*WHAT YOU HAVE TO DO:*
Pick up the passage on Red Guard factionalism after its final sentence and keep writing in the same style.

*READING PASSAGE:*
========

As the Red Guard movement progressed, the working class also became involved in the movement. Compared to the students, the workers had much less propaganda tools, but Mao expressed clear support for the workers in 1968.

Harder to dismiss than the students, the workers were long hailed as the builders of China by officials, but they also blamed the bureaucracy for its shortcomings during this period.

== Development and factionalism ==

Factionalism had multiple causes. In a study of Red Guard factionalism in Beijing, academic Andrew G. Walder concludes that the decisive factor in factional grouping was the choices made by movement participants in the early stages of the Cultural Revolution.

In the early phase of the Cultural Revolution, many rebel groups traveled to Beijing to petition central leaders, including seeking confirmation that the rebel group's approach was revolutionary as opposed to counterrevolutionary. Central leaders would hear their perspective, give advice, and explain central policies, but rarely gave these petitioners orders.

========

(Collected data entries)
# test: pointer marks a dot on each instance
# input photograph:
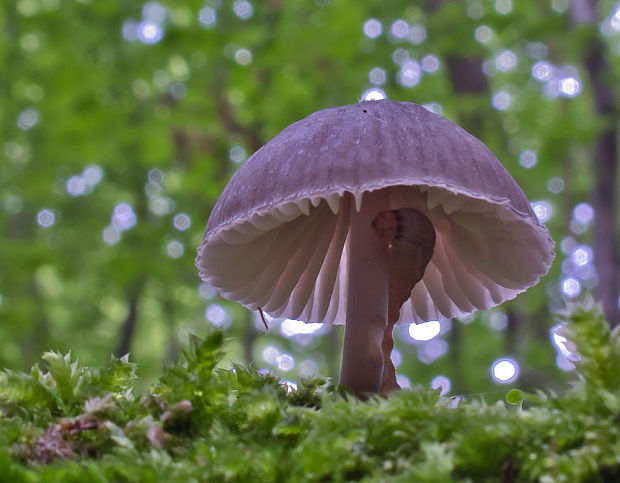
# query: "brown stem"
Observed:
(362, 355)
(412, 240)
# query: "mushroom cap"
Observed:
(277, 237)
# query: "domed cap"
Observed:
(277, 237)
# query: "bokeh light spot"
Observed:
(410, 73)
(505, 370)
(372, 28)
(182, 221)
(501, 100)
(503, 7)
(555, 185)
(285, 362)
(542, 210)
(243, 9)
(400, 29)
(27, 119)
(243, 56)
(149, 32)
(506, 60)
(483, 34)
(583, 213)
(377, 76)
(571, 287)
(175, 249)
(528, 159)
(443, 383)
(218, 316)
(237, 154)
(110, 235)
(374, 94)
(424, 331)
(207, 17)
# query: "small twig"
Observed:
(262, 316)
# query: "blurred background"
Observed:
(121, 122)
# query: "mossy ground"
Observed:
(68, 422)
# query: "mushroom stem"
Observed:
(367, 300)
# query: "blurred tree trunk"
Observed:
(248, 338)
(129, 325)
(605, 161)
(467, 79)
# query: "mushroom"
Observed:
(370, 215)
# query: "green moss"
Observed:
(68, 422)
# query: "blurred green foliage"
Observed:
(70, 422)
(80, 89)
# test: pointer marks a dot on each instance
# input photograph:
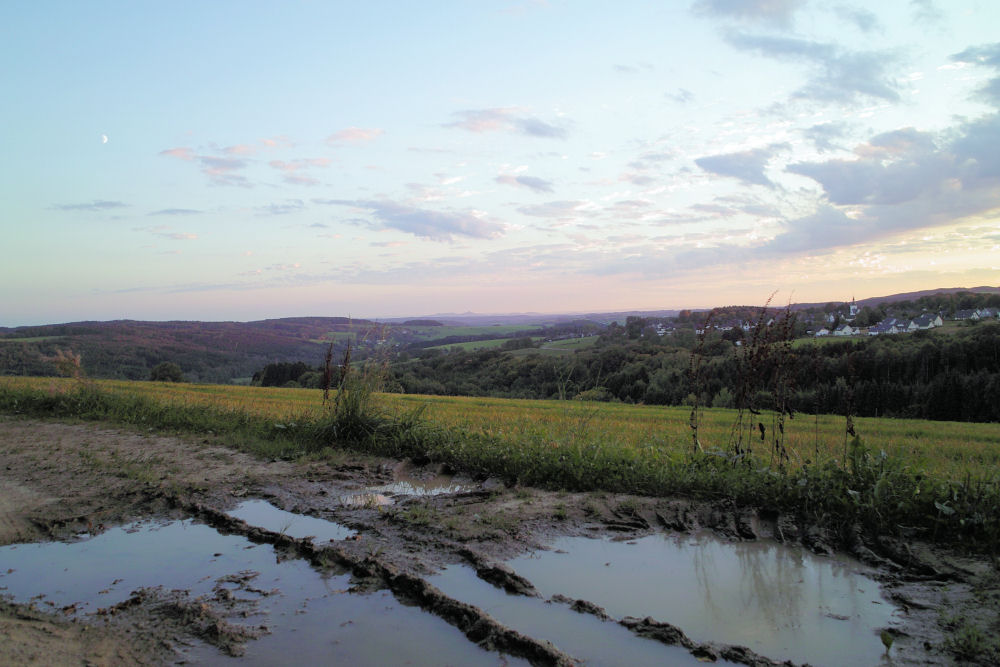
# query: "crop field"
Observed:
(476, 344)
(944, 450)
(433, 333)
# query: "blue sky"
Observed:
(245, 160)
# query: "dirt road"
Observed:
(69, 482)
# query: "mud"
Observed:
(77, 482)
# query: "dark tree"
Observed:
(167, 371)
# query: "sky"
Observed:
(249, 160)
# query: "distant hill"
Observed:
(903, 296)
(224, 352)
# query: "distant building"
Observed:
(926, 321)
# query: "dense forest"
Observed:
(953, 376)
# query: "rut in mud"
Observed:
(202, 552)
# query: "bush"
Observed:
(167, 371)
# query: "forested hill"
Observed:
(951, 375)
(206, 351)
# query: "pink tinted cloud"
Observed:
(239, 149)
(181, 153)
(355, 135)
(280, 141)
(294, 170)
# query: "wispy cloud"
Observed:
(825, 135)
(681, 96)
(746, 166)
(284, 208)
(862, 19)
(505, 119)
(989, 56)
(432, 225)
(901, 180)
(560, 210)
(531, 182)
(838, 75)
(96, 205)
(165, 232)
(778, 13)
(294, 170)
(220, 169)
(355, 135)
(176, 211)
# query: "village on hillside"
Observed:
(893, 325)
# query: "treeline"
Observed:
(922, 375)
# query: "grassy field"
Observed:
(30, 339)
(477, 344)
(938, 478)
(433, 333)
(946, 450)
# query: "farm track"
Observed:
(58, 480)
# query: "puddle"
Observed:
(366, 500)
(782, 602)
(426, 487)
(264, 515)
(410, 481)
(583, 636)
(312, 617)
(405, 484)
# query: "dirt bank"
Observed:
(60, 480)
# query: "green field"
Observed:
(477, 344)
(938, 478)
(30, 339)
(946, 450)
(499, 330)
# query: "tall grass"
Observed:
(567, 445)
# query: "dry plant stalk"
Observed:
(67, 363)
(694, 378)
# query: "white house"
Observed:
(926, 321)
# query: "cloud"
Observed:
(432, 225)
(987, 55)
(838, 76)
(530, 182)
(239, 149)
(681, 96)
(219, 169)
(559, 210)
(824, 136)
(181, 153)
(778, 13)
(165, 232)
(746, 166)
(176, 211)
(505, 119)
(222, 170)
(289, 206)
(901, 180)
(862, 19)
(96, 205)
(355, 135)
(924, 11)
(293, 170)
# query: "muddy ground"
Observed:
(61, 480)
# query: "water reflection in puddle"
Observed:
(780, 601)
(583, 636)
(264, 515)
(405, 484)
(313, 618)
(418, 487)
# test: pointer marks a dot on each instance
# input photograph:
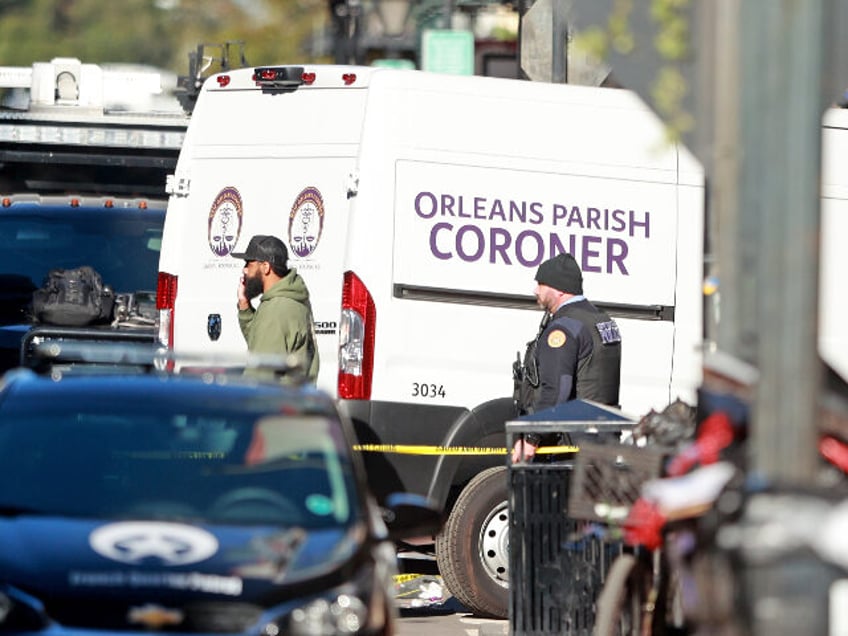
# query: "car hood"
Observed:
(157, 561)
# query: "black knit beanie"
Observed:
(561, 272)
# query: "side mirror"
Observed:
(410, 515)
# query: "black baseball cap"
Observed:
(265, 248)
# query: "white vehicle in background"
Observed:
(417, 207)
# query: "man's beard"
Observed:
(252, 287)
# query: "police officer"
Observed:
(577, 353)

========

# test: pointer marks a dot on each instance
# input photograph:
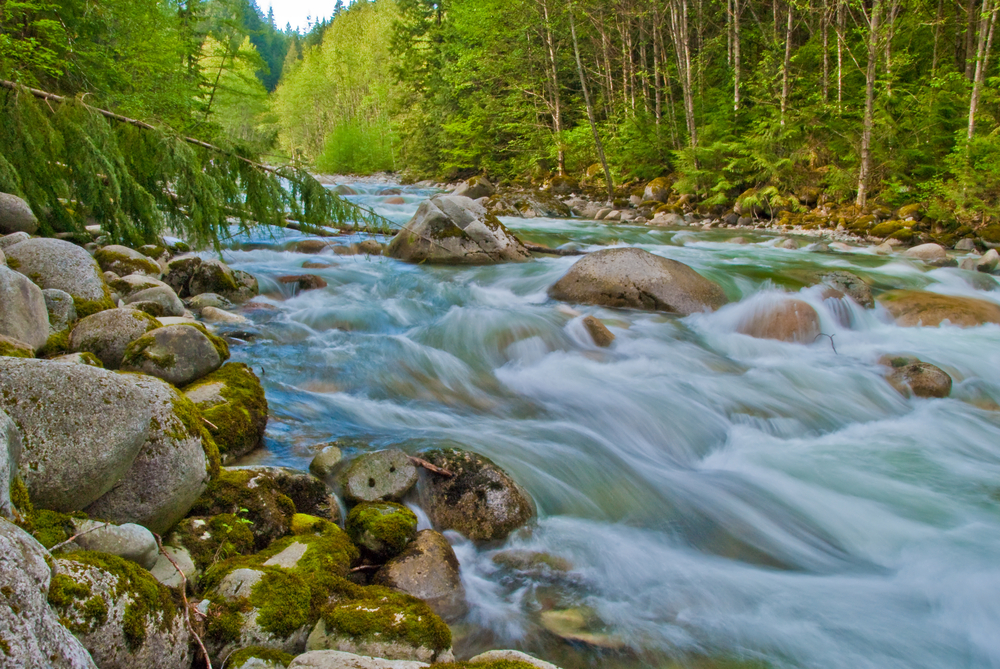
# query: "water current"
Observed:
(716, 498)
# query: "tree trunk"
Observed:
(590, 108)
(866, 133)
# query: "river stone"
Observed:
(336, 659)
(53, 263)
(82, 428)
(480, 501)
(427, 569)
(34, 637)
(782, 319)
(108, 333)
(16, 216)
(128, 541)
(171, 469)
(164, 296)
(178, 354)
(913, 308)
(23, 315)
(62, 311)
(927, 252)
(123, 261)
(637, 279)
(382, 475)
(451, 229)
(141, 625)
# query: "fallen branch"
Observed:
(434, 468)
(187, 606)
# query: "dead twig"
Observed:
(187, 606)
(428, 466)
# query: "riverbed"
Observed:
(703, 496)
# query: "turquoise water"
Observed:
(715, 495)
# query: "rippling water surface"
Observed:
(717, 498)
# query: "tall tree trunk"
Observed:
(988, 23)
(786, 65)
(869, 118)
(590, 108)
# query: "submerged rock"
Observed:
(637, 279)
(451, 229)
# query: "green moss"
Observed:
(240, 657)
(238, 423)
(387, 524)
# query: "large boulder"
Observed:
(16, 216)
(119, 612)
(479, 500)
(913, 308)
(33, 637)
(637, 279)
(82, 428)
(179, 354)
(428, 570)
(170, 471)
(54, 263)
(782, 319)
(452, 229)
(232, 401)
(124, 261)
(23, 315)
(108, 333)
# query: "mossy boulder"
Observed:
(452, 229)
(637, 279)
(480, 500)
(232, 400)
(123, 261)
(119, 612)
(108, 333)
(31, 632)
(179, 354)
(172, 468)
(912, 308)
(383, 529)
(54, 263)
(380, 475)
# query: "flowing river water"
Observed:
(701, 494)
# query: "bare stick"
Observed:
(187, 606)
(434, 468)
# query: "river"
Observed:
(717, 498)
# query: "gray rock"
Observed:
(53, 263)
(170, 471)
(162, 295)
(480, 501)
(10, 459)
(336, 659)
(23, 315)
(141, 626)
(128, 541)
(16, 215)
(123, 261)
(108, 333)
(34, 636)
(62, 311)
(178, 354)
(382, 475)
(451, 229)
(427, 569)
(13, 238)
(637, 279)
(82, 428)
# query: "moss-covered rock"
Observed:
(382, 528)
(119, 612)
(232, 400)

========

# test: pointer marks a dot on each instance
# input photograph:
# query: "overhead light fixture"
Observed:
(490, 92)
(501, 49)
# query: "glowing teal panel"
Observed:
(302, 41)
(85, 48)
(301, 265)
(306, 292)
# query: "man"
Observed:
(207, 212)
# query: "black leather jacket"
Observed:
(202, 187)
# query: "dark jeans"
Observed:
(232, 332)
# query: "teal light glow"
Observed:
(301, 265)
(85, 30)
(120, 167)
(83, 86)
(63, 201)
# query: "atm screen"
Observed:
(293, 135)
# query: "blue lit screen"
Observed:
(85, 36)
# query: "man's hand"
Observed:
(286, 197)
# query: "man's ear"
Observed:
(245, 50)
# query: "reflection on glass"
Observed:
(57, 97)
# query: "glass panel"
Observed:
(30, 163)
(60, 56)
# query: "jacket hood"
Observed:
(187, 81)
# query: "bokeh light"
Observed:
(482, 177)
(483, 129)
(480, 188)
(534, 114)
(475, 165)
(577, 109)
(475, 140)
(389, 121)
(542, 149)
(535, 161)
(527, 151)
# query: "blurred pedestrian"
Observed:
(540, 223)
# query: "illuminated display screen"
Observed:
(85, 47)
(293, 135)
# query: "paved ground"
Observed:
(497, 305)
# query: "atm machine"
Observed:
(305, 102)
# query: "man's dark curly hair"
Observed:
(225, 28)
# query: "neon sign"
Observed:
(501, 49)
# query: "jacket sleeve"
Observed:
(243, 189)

========

*TASK OUTPUT:*
As the Cultural Revolution progressed, they had become an important faction of the Red Guards by early 1967. Mao Zedong and the left wing of the Party (such as the Central Cultural Revolution Group) supported them at that time. However, further divisions occurred within the rebel faction as well. They still recognized the overall situation in China compared to the more leftist and radical "ultra-leftists".